— start ITEMS —

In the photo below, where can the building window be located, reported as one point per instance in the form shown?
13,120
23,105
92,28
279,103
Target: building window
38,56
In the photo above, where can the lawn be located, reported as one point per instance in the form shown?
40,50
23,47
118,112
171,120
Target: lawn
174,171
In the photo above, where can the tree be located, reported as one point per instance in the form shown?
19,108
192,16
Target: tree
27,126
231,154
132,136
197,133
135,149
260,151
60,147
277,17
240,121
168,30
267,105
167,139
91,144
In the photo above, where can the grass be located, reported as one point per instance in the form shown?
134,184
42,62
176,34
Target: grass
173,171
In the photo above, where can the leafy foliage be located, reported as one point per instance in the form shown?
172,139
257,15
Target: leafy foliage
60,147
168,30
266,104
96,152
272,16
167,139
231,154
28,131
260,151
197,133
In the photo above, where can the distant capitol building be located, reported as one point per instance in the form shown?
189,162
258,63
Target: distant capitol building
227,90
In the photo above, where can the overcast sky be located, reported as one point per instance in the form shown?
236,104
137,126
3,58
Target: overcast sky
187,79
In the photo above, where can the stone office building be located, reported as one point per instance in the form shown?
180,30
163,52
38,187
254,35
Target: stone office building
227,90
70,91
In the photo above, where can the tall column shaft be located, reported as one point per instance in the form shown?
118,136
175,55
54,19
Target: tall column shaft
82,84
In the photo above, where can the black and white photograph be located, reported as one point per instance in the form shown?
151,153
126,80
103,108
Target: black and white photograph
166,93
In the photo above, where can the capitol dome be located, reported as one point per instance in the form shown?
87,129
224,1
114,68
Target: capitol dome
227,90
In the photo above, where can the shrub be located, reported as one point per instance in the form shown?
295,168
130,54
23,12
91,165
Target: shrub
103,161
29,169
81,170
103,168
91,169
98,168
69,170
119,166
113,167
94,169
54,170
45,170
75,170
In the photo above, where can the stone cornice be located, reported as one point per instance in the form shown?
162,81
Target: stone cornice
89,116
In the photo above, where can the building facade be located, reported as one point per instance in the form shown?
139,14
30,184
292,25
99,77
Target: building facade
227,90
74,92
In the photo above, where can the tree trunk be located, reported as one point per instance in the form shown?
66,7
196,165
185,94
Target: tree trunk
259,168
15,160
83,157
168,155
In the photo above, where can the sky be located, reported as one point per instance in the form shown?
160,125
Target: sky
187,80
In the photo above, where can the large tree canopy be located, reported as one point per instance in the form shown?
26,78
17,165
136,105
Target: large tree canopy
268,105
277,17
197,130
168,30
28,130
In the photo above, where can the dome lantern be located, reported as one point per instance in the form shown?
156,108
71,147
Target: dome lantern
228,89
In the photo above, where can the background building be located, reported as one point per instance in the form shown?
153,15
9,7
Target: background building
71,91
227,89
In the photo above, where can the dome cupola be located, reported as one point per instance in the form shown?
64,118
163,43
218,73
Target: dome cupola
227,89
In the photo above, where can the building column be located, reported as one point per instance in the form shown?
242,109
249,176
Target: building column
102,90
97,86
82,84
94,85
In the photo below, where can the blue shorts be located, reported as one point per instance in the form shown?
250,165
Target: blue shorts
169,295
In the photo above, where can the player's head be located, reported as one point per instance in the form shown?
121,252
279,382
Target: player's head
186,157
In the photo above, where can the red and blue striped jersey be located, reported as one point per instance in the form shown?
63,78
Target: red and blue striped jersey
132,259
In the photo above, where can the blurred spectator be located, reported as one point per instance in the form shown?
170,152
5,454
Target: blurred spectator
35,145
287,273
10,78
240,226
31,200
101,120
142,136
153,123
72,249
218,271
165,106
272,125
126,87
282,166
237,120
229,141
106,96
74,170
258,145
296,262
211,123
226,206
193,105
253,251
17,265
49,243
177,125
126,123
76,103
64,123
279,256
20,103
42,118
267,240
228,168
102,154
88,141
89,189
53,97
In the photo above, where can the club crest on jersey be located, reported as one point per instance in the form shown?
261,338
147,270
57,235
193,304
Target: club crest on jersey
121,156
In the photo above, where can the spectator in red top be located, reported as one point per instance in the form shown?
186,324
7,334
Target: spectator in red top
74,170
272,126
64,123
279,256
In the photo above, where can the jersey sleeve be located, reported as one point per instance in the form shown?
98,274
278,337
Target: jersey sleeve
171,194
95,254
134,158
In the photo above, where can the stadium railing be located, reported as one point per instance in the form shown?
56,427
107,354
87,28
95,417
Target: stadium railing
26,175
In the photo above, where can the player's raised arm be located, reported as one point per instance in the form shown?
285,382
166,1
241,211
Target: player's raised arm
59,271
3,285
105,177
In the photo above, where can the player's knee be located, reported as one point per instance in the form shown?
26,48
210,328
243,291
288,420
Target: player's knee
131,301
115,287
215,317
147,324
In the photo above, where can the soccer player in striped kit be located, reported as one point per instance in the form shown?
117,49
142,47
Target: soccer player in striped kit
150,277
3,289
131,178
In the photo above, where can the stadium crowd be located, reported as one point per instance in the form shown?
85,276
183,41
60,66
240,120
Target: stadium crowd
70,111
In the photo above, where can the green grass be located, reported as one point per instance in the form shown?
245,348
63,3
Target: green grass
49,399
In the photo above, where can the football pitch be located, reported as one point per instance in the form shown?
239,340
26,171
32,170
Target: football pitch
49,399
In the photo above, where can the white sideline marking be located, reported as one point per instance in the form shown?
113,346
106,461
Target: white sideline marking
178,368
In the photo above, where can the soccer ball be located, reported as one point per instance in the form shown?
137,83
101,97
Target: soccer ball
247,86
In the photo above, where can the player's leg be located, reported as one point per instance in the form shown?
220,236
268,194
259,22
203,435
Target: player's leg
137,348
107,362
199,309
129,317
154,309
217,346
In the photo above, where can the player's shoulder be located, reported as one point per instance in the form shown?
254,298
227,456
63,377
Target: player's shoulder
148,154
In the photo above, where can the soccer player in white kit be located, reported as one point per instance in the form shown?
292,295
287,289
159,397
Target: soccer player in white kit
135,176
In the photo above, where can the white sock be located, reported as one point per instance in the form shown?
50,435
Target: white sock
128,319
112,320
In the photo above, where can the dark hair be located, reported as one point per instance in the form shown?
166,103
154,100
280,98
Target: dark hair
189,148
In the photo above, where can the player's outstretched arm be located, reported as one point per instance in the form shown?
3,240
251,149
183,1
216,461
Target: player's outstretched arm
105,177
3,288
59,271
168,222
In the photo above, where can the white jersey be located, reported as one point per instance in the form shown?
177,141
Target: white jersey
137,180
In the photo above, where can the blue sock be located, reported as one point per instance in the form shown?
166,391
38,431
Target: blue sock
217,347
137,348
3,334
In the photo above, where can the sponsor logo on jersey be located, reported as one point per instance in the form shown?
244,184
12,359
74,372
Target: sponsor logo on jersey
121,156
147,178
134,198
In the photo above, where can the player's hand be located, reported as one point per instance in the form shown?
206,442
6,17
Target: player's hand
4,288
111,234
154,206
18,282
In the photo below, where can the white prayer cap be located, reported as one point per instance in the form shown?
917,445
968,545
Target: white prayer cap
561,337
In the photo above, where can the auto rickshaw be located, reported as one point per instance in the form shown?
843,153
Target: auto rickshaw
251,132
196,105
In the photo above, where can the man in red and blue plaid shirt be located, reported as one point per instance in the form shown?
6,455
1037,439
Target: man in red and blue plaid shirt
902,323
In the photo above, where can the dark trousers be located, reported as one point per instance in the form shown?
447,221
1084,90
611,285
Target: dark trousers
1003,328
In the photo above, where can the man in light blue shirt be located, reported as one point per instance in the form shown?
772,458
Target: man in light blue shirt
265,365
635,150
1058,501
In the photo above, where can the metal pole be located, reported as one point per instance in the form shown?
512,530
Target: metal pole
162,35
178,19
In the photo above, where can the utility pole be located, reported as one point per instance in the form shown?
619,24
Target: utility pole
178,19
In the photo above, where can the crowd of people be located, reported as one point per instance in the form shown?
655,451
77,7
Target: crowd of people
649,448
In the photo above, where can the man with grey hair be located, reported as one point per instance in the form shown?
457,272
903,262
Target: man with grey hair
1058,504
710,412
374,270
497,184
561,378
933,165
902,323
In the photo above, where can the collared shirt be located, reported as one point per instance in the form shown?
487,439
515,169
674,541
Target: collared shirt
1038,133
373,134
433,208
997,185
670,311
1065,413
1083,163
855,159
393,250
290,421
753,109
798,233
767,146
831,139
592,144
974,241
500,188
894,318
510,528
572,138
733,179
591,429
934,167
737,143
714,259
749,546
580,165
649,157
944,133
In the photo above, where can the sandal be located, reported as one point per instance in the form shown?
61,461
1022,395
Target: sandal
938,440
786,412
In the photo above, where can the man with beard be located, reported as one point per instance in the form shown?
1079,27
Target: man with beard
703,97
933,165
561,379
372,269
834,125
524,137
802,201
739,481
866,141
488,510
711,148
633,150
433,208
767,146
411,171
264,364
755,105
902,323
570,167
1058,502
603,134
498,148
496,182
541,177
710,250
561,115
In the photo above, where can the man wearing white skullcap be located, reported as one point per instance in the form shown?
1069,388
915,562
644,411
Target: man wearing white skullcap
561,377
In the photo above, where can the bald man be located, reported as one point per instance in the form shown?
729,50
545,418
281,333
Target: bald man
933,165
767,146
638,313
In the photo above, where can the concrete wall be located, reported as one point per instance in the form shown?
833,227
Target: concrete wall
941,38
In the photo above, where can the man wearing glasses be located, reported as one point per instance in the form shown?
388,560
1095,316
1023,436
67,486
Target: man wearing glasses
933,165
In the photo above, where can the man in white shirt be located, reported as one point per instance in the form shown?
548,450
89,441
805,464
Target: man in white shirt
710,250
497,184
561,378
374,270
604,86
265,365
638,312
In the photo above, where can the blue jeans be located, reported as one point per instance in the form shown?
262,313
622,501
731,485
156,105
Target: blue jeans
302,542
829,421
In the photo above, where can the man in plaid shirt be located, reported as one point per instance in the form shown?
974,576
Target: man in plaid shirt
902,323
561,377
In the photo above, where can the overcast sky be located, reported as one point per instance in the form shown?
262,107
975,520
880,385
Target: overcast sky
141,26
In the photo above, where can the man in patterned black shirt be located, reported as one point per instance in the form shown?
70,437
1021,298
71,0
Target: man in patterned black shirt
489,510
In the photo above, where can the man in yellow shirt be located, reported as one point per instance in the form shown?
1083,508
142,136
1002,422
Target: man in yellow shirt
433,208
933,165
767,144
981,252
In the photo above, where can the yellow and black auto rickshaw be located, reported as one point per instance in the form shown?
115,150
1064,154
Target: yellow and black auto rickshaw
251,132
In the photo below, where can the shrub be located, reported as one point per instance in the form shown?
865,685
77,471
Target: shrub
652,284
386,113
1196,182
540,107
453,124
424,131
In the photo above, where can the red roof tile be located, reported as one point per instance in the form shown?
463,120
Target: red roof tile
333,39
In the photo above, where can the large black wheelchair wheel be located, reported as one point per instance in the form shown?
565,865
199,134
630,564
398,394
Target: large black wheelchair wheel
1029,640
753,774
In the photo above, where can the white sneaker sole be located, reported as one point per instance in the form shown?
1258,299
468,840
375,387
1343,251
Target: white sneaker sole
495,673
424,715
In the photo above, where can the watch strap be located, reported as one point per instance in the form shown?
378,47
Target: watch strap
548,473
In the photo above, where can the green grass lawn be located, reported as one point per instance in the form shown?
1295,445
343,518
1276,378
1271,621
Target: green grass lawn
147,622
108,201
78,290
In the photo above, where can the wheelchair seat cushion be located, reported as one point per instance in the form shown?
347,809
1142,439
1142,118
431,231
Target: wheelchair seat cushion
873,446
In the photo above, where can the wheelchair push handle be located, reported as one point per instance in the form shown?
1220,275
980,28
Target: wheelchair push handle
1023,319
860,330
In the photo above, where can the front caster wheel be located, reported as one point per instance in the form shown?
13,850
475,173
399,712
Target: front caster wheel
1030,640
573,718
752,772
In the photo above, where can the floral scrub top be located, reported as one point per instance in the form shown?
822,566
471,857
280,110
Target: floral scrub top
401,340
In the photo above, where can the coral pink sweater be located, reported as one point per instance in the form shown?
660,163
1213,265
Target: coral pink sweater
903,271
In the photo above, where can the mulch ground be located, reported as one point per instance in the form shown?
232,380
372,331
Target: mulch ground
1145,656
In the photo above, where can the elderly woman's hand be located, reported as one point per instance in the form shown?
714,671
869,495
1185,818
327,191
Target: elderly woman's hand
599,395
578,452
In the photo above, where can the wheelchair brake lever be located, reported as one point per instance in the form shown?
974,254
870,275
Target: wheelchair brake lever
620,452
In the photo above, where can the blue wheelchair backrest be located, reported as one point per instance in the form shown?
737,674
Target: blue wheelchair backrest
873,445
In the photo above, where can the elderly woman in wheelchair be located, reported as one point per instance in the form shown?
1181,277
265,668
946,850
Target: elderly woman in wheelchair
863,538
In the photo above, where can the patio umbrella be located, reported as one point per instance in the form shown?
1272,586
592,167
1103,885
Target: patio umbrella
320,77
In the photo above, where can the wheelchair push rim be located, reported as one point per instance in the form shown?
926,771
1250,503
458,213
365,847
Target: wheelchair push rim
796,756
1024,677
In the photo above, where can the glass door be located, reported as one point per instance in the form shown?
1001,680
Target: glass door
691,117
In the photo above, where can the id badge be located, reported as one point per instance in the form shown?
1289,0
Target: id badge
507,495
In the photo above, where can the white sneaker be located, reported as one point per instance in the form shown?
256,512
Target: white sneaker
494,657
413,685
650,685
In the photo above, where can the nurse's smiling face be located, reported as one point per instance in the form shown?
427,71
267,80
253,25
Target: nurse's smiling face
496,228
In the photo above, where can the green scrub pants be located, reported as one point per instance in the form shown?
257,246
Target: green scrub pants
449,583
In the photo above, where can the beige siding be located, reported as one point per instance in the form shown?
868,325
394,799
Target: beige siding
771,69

— end ITEMS —

Quote exactly and only the lines from the one holding "In the photo above, where can the patio" through the end of the data.

In the photo above, where can the patio umbrella be located, reported as one point per instance in the form shown?
1272,586
592,167
1103,885
Target: patio umbrella
320,77
In the photo above, where can the wheelchair push rim be located, reported as one point per instance in the form shown?
926,771
1250,503
458,213
365,847
Target: wheelchair push rim
796,756
1024,677
In the photo above, where can the glass door be located, reported as one point per instance in the form shown?
1001,680
Target: glass door
691,117
In the photo above, where can the id badge be located, reported as one point per instance in the form shown?
1289,0
Target: id badge
507,495
In the photo above, where can the white sneaker be located, reported as one point per instance in the form shown?
256,512
Target: white sneaker
494,657
413,685
650,685
In the photo above, where can the nurse's smiling face be located, reported as one point per instance in the form shown?
427,71
267,80
253,25
Target: nurse's smiling face
496,228
In the photo above, where can the green scrub pants be located, reported as one point per instance in the form shown?
257,246
Target: green scrub pants
449,583
In the photo above, where can the beige siding be located, reported as one point per instance in the form shown?
868,325
394,799
Target: beige siding
771,69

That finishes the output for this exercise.